## WHAT IS ASKED
Could you return, word for word, the stretch of lines from the one containing "of the championship" through the one containing "column 678, row 225", including both of those lines?
— start of DATASET —
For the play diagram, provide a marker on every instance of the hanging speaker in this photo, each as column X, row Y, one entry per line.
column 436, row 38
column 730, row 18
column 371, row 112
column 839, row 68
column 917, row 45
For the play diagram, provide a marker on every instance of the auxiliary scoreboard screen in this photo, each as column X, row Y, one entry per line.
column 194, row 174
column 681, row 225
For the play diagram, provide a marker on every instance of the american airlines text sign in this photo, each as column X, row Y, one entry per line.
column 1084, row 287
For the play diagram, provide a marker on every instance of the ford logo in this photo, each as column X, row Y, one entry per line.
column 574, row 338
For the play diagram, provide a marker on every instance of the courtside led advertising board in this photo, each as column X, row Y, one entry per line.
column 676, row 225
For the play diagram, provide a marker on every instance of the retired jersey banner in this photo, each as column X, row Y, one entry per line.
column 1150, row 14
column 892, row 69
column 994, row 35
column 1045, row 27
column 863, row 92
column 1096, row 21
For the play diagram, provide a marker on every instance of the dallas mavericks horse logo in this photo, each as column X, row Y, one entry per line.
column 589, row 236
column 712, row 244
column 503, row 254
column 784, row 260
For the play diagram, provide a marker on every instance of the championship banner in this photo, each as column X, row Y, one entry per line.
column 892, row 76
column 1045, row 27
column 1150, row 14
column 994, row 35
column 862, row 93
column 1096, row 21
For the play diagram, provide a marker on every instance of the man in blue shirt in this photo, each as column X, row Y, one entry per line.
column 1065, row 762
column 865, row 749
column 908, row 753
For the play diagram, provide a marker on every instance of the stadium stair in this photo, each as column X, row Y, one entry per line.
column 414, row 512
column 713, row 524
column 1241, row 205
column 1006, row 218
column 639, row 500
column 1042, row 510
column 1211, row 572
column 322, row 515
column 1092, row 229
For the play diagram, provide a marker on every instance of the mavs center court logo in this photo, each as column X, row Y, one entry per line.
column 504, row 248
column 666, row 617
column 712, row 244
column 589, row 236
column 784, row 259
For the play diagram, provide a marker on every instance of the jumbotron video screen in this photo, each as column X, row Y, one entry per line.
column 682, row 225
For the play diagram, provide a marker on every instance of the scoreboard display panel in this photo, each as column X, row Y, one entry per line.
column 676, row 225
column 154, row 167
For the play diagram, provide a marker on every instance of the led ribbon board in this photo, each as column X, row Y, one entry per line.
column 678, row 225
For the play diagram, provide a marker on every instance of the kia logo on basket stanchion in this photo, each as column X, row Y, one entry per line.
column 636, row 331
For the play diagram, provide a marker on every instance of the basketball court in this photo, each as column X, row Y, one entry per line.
— end of DATASET —
## ANSWER FOR THE TASK
For the play diagram, provide a marker on every instance of the championship banner in this photo, each as column X, row Y, one entry per line.
column 892, row 76
column 1045, row 27
column 1150, row 14
column 994, row 35
column 862, row 93
column 1096, row 21
For the play diagram, provide a marker on every instance of the man in blue shirt in this photo, each as column X, row Y, one entry per line.
column 1065, row 762
column 865, row 749
column 908, row 753
For the play diagram, provide a marker on every instance of the stadium stair in this photo, each as column X, row Y, one entry per line.
column 414, row 512
column 713, row 524
column 1241, row 205
column 1006, row 218
column 639, row 500
column 1042, row 510
column 1211, row 572
column 322, row 515
column 1092, row 229
For the play diagram, provide a marker on every instance of the mavs center court logo in this photo, each as column X, row Y, one entry per line.
column 504, row 248
column 666, row 617
column 712, row 244
column 589, row 236
column 784, row 259
For the play diagram, provide a marker on every instance of the jumbotron video screen in this photo, each as column X, row Y, one entry per line.
column 682, row 225
For the play diagram, provide a marker on every instance of the scoreboard display panel in this photo, each as column X, row Y, one entry per line.
column 676, row 225
column 154, row 167
For the play diagram, provide a marker on every instance of the led ribbon board in this photo, each as column X, row Y, one entry per line.
column 678, row 225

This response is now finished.